◆ **Selection**:

Autoencoding beyond pixels using a learned similarity metric (ICML’16)

One of the key components of an autoencoder is a reconstruction error. This term measures how much useful information is compressed into a learned latent vector. The common reconstruction error is based on an element-wise measurement such as a binary cross entropy for a black-and-white image or a square error between a reconstructed image and the input image.

The authors think that an element-wise measurement is not an accurate indicator of goodness of a learned latent vector. Hence, they proposed to learn a similar metric via an adversarial training. Here is how they set up the objective functions:

They use VAE to learn a latent vector of the input image. There are two loss functions in a vanilla VAE: a KL loss and a negative log data-likelihood. They replace the second loss with a new reconstruction loss function. We will talk about this new loss function in the next paragraph. Then, they have a discriminator that tries to distinguish the real input data from the generated data from the decoder of VAE. The discriminator will encourage the VAE to learn stronger encoder and decoder.

The discriminator can be decomposed into 2 parts. If it has L + 1 layers, then the first L layers is a transform function that maps the input data into a new representation. The last layer is a binary classifier. This means that if we input any input through the first L layer, we will get a new representation that is easily classified by the last layer of the discriminator. When the discriminator is very good at detecting the real input, the representation at L layer is going to be much easier to classify compared to the input data. It means that a square error between a transformed input and its transformed reconstruction input should be somewhat small when these inputs are similar.

This model has trained the same fashion as GANs; simultaneously train VAE and GANs. This idea works well for an image because the square-error is not a good metric for an image quality. This idea may work on text dataset as well because we assess the quality of the reconstructed texts based on the whole input but not collectively evaluate one word at a time.



Adversarial Variational Bayes

Variational autoencoder (VAE) requires an expressive inference network in order to learn a complex posterior distribution. The more complex inference network will result in generating high-quality data.

This work utilizes an adversarial training to learn a function T(x,z) that approximates \log q_{\phi}(z|x) - \log p(z). The expectation of this term w.r.t $latex q_{\phi}(z|x)$ is in fact a KL-divergence term. Since the authors prove that the optimal T^*(x, z) = \log q_{\phi}(z|x) - \log p(z), the ELBO becomes:

E_{p_{D(x)}}E_{q_{\phi}(z|x)}[-T^*(x,z) + \log p_{\theta}(x|z)]

In order to approximate T^*(x, z), the discriminator needs to learn to distinguish between a sample from a prior p_{D(x)}p(z) and the current inference model p_{D(x)}q_{\phi}(z|x). Thus, the objective function for the discriminator is setup as:

\max_T E_{p_{D(x)}}E_{q_{\phi(z|x)}} \log \sigma(T(x,z)) + E_{p_{D(x)}}E_{p(z)} \log(1 - \sigma(T(x,z))) (1)

(Extracted records)
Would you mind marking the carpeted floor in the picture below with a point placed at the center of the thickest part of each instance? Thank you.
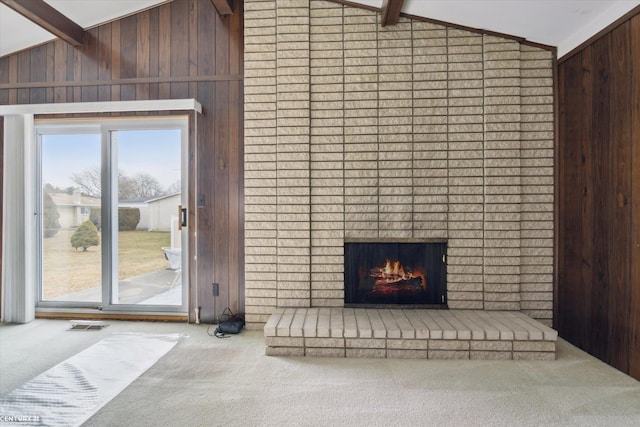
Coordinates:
(230, 382)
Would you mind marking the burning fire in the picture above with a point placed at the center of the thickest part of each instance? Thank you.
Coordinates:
(394, 272)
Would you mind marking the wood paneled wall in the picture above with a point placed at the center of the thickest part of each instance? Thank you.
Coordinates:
(598, 294)
(181, 49)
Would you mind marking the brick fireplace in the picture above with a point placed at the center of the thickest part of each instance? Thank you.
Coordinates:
(390, 273)
(354, 132)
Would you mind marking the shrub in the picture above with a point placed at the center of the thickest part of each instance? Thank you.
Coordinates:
(50, 215)
(86, 235)
(128, 219)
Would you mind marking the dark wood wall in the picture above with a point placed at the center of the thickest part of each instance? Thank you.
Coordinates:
(598, 293)
(181, 49)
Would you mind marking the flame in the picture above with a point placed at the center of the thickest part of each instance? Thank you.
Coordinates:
(393, 272)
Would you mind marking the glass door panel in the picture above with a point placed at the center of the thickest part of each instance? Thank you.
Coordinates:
(70, 237)
(148, 243)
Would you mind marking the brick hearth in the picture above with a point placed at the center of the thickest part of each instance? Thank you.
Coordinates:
(408, 334)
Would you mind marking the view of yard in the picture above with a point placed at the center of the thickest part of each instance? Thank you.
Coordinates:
(67, 270)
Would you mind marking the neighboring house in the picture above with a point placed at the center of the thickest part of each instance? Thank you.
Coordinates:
(162, 210)
(143, 206)
(74, 209)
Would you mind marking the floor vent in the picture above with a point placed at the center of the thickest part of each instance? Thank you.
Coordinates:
(87, 325)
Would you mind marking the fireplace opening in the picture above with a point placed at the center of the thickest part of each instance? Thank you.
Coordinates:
(395, 273)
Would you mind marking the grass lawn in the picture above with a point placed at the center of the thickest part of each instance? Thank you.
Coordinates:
(67, 270)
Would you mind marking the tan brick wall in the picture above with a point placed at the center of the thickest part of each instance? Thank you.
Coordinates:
(409, 131)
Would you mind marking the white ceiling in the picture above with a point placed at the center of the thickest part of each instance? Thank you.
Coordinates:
(17, 32)
(561, 23)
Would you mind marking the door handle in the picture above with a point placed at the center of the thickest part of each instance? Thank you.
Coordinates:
(182, 215)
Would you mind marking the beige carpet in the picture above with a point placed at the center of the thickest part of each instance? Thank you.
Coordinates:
(230, 382)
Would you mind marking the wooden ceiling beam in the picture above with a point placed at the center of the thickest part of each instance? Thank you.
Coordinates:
(45, 16)
(390, 12)
(224, 7)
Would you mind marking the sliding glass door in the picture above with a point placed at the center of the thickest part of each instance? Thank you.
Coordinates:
(112, 227)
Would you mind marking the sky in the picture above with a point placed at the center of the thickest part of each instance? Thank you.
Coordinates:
(155, 152)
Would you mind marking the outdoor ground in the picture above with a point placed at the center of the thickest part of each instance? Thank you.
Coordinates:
(67, 270)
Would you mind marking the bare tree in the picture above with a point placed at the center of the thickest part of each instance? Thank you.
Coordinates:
(139, 186)
(175, 187)
(89, 181)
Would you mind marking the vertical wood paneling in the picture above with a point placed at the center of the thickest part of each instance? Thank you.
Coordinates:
(620, 223)
(104, 61)
(90, 66)
(571, 202)
(179, 47)
(142, 54)
(128, 55)
(601, 204)
(164, 60)
(1, 178)
(599, 179)
(175, 40)
(60, 70)
(38, 73)
(634, 298)
(116, 61)
(24, 65)
(4, 78)
(154, 50)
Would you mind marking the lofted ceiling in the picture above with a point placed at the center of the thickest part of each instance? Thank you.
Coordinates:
(564, 24)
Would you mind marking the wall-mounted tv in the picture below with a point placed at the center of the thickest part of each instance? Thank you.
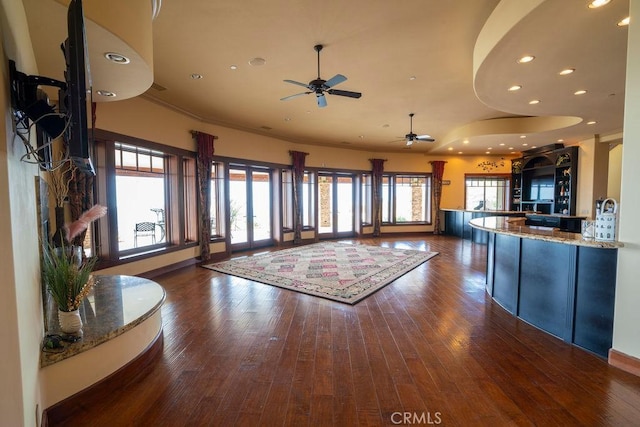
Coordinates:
(28, 102)
(75, 98)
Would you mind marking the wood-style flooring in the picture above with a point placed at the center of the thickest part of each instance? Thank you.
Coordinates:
(431, 348)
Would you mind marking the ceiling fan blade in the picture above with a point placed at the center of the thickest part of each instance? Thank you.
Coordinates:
(427, 138)
(344, 93)
(335, 80)
(286, 98)
(322, 100)
(297, 83)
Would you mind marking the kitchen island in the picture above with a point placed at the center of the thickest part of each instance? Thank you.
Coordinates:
(554, 280)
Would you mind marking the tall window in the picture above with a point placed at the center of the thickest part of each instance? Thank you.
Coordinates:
(150, 192)
(308, 200)
(140, 196)
(486, 192)
(406, 198)
(216, 192)
(366, 195)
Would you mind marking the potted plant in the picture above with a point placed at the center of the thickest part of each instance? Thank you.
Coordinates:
(67, 274)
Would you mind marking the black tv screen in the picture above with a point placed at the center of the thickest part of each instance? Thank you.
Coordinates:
(75, 98)
(542, 188)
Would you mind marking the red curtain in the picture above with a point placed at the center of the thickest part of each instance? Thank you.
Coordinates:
(297, 172)
(204, 160)
(437, 168)
(377, 168)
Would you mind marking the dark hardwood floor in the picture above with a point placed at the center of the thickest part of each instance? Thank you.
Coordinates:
(430, 348)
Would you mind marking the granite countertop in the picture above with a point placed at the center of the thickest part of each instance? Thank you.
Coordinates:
(516, 227)
(115, 305)
(486, 211)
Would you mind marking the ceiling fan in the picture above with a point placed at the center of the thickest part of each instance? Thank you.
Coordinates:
(411, 137)
(320, 86)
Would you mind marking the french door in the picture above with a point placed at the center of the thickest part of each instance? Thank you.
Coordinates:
(335, 205)
(250, 220)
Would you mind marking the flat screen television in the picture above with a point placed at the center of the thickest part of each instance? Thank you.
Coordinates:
(541, 188)
(30, 103)
(75, 96)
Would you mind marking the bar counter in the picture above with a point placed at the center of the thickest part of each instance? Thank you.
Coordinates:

◆ **Given instruction**: Can you carry on the write-up about variational autoencoders and adversarial training from the point after the discriminator objective marked (1)?

◆ **Answer to the exercise**:
Taking a gradient on T(x,z) w.r.t. parameter \phi can be problematic because the solution of this function depends on q_{\phi}(z|x). But the author shows that the expectation of gradient of T^*(x, z) w.r.t \phi is 0. Thus, there is no gradient and no parameter update when taking a gradient of T^*(x,z).

Since T(x,z) requires sample z, the parametrization trick is applied and the ELBO becomes:

E_{p_{D(x)}}E_{\epsilon}[-T^*(x, z_{\phi}(x, \epsilon) + \log p_{\theta}(x|z_{\phi}(x, \epsilon))] (2)

This step is crucial because now the sampling is just a transformation from a noise and let T^*(x, z) to approximate the KL-divergence term. This made this model looks like a blackbox model because we do not explicitly define a distribution q_{\phi}(z|x).

This model optimizes equation (1) and (2) using adversarial training. It optimizes eq.(1) several steps in order to keep T(x, z) close to optimal while jointly optimizes eq. (2).

Adaptive contrast technique is used to make T(x, y) to be sufficiently close to the optimal. Basically, the KL term in ELBO is replaced by KL(q_{\phi}(z|x), r_{\alpha}(z|x)) where r_{\alpha}(z|x) is an auxiliary distribution which could be a Gaussian distribution.

This model has a connection to variational autoencoder, adversarial autoencoder, f-GANs, and BiGANs. A new training method for VAE via adversarial training allows us to use a flexible inference that approximate a true distribution over the latent vectors.




This paper proposed an extension of word2vec by adding document and topic vectors inspired by LDA (Latent Dirichlet Allocation). The model can discover a linear relationship between words. For example, “California + technology = Silicon Valley”. The topic is interpretable by collecting all nearby word vectors to the selected topic vector. This work boosts word2vec with topic modeling via training in the similar fashion to word2vec.

The key difference of LDA2Vec is its loss function. There are 2 loss functions: the first one is Skipgram Negative Sampling Loss which is similar to Word2Vec. It wants to maximize the probability of predicting a target word \vec w_j and non-target word (negative samples) given a context vector \vec c_j. This loss wants the model to distinguish a positive word (which related to the given context) from negative sampled words.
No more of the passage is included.